*** Opening of Data listing ***

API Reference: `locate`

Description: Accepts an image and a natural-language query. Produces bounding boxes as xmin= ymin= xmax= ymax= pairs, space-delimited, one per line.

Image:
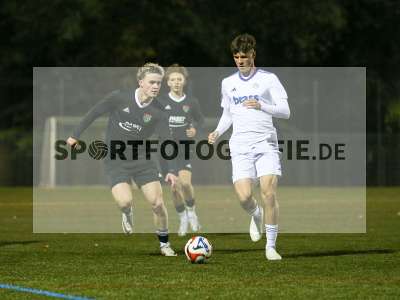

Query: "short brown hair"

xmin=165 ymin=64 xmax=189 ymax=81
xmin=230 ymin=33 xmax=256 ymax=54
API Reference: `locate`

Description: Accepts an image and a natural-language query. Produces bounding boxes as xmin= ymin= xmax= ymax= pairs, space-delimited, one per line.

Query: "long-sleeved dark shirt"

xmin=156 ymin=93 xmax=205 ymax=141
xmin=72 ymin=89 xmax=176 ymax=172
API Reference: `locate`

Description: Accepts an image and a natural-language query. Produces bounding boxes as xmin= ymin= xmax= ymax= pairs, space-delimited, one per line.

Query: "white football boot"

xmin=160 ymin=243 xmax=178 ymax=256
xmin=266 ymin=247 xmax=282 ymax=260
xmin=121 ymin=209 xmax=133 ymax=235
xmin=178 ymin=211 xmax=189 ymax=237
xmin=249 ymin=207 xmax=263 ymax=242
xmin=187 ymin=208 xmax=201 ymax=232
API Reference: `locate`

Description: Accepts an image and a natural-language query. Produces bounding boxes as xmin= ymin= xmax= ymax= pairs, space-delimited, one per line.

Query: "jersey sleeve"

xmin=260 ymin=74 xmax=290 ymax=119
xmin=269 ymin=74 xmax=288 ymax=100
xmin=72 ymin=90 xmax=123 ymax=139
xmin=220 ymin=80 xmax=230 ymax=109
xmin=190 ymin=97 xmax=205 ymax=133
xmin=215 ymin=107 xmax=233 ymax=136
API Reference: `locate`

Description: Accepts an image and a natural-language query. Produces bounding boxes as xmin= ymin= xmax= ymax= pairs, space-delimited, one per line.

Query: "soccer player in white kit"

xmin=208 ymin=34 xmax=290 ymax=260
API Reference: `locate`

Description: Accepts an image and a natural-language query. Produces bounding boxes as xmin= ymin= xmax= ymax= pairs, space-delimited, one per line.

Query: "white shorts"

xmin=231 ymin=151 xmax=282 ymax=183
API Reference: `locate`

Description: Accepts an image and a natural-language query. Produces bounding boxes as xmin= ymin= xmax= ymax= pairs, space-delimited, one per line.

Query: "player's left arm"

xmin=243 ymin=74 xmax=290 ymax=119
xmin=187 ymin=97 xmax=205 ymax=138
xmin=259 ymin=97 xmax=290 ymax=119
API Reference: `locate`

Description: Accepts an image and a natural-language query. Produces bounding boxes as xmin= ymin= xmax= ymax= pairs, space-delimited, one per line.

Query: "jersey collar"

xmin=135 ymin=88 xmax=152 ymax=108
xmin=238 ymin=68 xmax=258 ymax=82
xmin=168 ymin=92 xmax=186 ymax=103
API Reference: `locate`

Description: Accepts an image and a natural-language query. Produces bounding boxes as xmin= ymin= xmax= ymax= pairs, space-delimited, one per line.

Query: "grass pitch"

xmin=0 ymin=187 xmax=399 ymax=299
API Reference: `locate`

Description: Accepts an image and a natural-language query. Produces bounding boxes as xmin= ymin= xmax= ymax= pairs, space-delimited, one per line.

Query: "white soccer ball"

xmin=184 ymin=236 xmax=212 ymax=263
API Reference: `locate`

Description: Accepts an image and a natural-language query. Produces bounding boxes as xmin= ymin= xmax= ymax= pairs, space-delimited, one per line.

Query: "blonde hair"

*** Close of Data listing ***

Repeat the data in full and exactly. Omit pictures.

Exercise answer:
API Reference: `locate`

Description: Accepts an image and a natural-language query. Produces bounding boxes as xmin= ymin= xmax= ymax= pairs, space-delimited, one per line.

Image:

Query: "short brown hair"

xmin=165 ymin=64 xmax=189 ymax=81
xmin=230 ymin=33 xmax=256 ymax=54
API Reference: `locate`

Description: Accepts an image and a natural-language query. Produces bounding boxes as xmin= ymin= xmax= ymax= pairs, space-delimited, one per line.

Query: "long-sleeved dark shirt"

xmin=156 ymin=93 xmax=205 ymax=141
xmin=72 ymin=89 xmax=176 ymax=172
API Reference: `locate`

Description: Accepts an image and a natural-language query. Produces bounding boxes as xmin= ymin= xmax= ymax= pairs, space-delimited, one per line.

Query: "white football boot"

xmin=160 ymin=243 xmax=178 ymax=256
xmin=266 ymin=247 xmax=282 ymax=260
xmin=121 ymin=209 xmax=133 ymax=235
xmin=178 ymin=211 xmax=189 ymax=237
xmin=249 ymin=207 xmax=263 ymax=242
xmin=187 ymin=208 xmax=201 ymax=232
API Reference: `locate`

Description: Accepts an image and a natural-language query. Produces bounding boxes as xmin= ymin= xmax= ymax= pairs, space-delimited, one per line.

Query: "jersey sleeve"

xmin=260 ymin=74 xmax=290 ymax=119
xmin=269 ymin=74 xmax=288 ymax=100
xmin=72 ymin=90 xmax=123 ymax=139
xmin=220 ymin=80 xmax=230 ymax=109
xmin=190 ymin=97 xmax=205 ymax=133
xmin=215 ymin=107 xmax=233 ymax=136
API Reference: `locate`

Description: Accepts an image and a natural-language query. Produces bounding boxes as xmin= ymin= xmax= ymax= pairs, space-delimited, one per line.

Query: "soccer player in white kit"

xmin=208 ymin=34 xmax=290 ymax=260
API Reference: `locate`

Description: Accepts an image and a natural-language query. Produces bounding boxes as xmin= ymin= xmax= ymax= pairs, space-delimited, one per line.

Query: "white shorts"

xmin=231 ymin=151 xmax=282 ymax=183
API Reference: `locate`

Description: Accepts an image and a natural-language query. Produces bounding boxes as xmin= ymin= xmax= ymax= pairs, space-delimited, one per line.

Query: "player's left arm"

xmin=243 ymin=74 xmax=290 ymax=119
xmin=187 ymin=97 xmax=205 ymax=138
xmin=259 ymin=97 xmax=290 ymax=119
API Reference: `locate`

Description: Accepts an image and a natural-language query. Produces bounding boxes as xmin= ymin= xmax= ymax= pairs, space-delimited, one per line.

Query: "jersey collar"

xmin=135 ymin=88 xmax=152 ymax=108
xmin=238 ymin=68 xmax=258 ymax=82
xmin=168 ymin=92 xmax=186 ymax=103
API Reference: `locate`

Description: Accepts an image and a natural-language query. Produces bounding boxes as xmin= ymin= xmax= ymax= pairs, space-delimited, one per line.

Query: "grass pitch"

xmin=0 ymin=187 xmax=399 ymax=299
API Reference: `locate`

Description: Accepts an image and a natural-language query. Produces bounding boxes as xmin= ymin= xmax= ymax= pairs, space-delimited, one per line.

Query: "white soccer ball"

xmin=184 ymin=236 xmax=212 ymax=263
API Reference: `locate`

Description: Accepts an image and a natural-language query. Produces bounding boxes as xmin= ymin= xmax= ymax= pairs, space-delimited, one per line.

Query: "blonde hair"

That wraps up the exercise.